*PASSAGE PROVIDED*
◇ ◇ ◇

# How good is your ear ?



## AllanM (Jun 30, 2011)

OK. Here is a challenge for you. I wonder who can get right ? Now naming the piece's would be the easy part, but what key are these 6 pieces in ?

I have attached the MP3 with the 6 pieces. So who's up for the challenge. :lol:


----------



## presto (Jun 17, 2011)

I can get most of the pieces without looking but as for guessing the key it’s in, I think you have to have a trained ear for that!


----------



## Huilunsoittaja (Apr 6, 2010)

Nice enough, the first piece was already named and keyed.

Hmmm for me, it's difficult if the key changes or modulates to other chords rapidly. I may need to listen a few times.

This is what I got with 2 listenings, and pausing in between:

1. Chopin Nocturne in E flat major (steal)
2. Don't know the piece, C major
3. Bach Violin Concerto E major
4. Don't know the piece, B flat, modulates to C minor
5. Don't know the piece, A major
6. Haydn Serenade C major

I hid the keys, but if you quote or highlight this thread, it will reveal my answers, so others can do it.


----------



## Manxfeeder (Oct 19, 2010)

Huilunsoittaja said:


> I hid the keys, but if you quote or highlight this thread, it will reveal my answers, so others can do it.


Clever! Oops. Now that I've seen it, I'm disqualified from taking the test.


----------



## FrankieP (Aug 24, 2011)

fairly sure i've got the keys, but how can I post so that it's not immediately visible, like Huilunsoittaja did?


----------

◇ ◇ ◇

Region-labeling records
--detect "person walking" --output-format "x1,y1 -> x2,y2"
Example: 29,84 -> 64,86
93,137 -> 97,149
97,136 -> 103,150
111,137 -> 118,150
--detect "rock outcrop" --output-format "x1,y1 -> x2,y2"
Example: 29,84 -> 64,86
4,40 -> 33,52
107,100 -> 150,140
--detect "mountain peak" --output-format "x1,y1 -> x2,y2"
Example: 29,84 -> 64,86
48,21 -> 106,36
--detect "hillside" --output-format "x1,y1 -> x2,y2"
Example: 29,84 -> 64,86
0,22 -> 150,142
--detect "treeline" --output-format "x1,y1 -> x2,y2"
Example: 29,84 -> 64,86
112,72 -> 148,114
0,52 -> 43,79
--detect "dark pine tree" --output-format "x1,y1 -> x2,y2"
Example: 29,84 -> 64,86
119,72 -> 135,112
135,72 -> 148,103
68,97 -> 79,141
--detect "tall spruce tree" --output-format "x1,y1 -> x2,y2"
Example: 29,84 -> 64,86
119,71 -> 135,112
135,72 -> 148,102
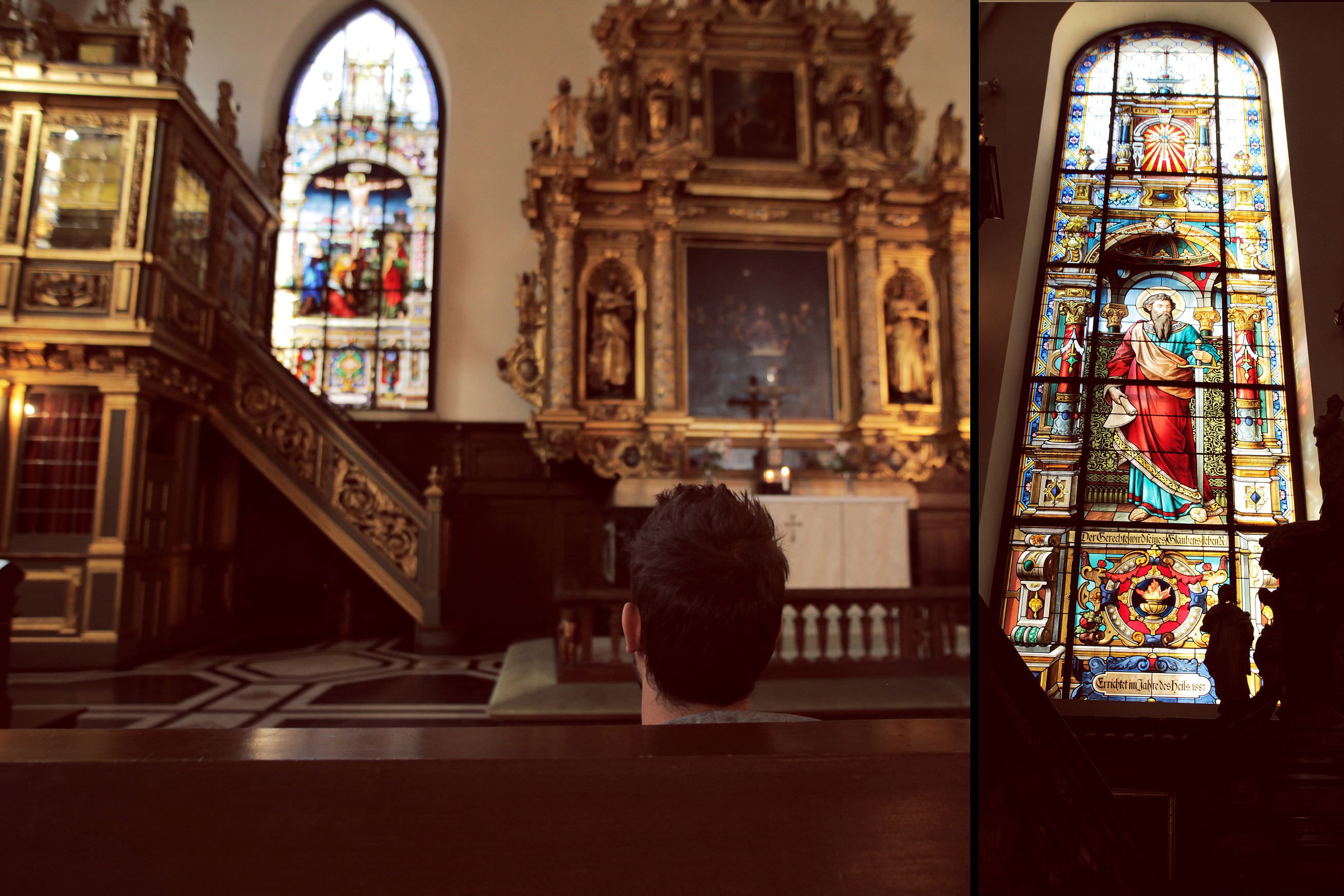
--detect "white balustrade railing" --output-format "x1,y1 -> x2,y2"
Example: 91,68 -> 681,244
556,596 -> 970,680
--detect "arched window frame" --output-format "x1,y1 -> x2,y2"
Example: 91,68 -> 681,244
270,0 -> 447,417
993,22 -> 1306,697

◇ ◇ ◇

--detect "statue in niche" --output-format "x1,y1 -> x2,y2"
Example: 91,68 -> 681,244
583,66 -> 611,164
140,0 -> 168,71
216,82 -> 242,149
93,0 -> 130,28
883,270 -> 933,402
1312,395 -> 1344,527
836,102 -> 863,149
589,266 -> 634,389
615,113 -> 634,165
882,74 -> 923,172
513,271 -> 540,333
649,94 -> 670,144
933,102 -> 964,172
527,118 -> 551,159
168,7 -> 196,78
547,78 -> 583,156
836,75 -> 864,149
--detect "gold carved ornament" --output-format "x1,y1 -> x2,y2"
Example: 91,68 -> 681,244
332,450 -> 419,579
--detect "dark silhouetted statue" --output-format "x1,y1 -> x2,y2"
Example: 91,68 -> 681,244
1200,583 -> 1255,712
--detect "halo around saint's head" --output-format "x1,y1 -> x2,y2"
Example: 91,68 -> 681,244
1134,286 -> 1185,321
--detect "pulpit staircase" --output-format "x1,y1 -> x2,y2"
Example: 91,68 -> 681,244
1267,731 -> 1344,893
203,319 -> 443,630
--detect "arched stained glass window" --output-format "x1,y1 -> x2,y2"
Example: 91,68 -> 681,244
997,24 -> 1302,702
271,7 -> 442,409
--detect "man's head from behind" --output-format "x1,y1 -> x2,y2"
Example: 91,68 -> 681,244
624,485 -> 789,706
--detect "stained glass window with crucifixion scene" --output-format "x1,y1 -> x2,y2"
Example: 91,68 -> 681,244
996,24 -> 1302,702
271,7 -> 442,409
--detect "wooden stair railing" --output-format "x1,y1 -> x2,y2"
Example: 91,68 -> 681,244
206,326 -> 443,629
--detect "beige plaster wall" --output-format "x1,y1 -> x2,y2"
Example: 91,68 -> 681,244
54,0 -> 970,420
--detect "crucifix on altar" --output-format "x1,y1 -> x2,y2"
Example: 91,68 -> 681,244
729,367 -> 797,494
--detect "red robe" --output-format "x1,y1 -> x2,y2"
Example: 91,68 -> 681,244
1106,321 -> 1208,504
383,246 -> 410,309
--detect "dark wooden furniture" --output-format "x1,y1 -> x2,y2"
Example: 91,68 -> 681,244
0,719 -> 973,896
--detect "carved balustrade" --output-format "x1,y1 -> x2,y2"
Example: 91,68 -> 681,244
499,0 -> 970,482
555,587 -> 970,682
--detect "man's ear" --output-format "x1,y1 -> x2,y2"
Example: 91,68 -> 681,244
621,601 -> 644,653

◇ ◇ ◇

*GIVEN PROBLEM 1*
Retype the thread about naming the keys of six pieces from "I can get most" to "named and keyed.".
*GIVEN PROBLEM 2*
How many lines of the records contain the string "head"? Give only the number.
The thread and the records come from unrelated sources.

*PROBLEM SOLUTION 1*
I can get most of the pieces without looking but as for guessing the key it’s in, I think you have to have a trained ear for that!


----------



## Huilunsoittaja (Apr 6, 2010)

Nice enough, the first piece was already named and keyed.

*PROBLEM SOLUTION 2*
2